What to work on
From the data below, copy exactly the lines that lie between the one holding "target | ear" and the one holding "target | white fur around snout", including both, and nothing more.

Items listed in a dataset
+ + + + + + +

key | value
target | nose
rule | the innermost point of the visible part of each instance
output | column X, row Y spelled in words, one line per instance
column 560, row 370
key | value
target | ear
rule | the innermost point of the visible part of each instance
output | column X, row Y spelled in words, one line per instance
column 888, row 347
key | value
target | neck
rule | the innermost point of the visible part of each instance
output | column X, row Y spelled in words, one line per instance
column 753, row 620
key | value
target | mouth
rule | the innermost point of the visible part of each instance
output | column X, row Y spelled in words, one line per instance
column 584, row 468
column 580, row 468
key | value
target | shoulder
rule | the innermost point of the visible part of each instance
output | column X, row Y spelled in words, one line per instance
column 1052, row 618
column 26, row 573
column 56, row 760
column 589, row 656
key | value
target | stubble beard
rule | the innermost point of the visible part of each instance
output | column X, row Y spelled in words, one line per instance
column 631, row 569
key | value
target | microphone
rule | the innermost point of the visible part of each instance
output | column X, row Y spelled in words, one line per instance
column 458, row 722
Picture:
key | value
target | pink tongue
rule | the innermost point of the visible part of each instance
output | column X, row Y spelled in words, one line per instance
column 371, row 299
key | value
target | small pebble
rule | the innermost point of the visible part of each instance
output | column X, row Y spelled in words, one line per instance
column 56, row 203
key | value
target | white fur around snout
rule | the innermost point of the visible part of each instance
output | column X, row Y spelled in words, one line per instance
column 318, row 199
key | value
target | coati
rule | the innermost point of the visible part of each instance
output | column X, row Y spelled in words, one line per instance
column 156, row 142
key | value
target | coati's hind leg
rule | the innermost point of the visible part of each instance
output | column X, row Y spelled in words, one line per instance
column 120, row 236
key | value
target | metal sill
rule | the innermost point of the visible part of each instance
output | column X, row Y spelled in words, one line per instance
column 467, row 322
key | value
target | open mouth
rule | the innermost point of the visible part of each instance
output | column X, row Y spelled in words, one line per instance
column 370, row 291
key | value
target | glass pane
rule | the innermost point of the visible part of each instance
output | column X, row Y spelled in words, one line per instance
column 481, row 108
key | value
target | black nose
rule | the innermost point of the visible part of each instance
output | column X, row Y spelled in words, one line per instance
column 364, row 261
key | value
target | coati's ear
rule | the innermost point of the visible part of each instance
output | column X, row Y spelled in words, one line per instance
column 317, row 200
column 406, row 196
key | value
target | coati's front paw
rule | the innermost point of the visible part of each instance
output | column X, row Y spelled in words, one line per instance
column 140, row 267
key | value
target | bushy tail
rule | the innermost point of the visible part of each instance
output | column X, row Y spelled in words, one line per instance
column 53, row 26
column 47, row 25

+ + + + + + +

Exercise result
target | ear
rule | the innermost point of the visible part of each instance
output | column X, row Y spelled in words, one line per instance
column 888, row 347
key | value
target | neck
rule | the innermost point of the visible part of each instance
output | column X, row Y spelled in words, one line per instance
column 753, row 620
key | value
target | mouth
rule | the innermost point of the visible part of each instance
output | column X, row Y spelled in words, one line per instance
column 584, row 468
column 580, row 468
key | value
target | shoulder
rule | the innermost point of the visible part of each instance
output | column X, row Y spelled in words, one line per instance
column 1052, row 618
column 26, row 573
column 56, row 760
column 589, row 656
key | value
target | stubble beard
rule | the innermost point of the visible part of each instance
output | column X, row Y spelled in words, one line per instance
column 631, row 569
key | value
target | microphone
rule | the innermost point of the visible part of each instance
output | column X, row Y spelled in words, one line per instance
column 458, row 722
Picture:
key | value
target | pink tongue
rule | the innermost point of the visible part of each instance
output | column X, row Y spelled in words, one line per instance
column 371, row 299
key | value
target | small pebble
rule | the innermost point of the visible part of each instance
output | column X, row Y spelled in words, one line per instance
column 56, row 203
key | value
target | white fur around snout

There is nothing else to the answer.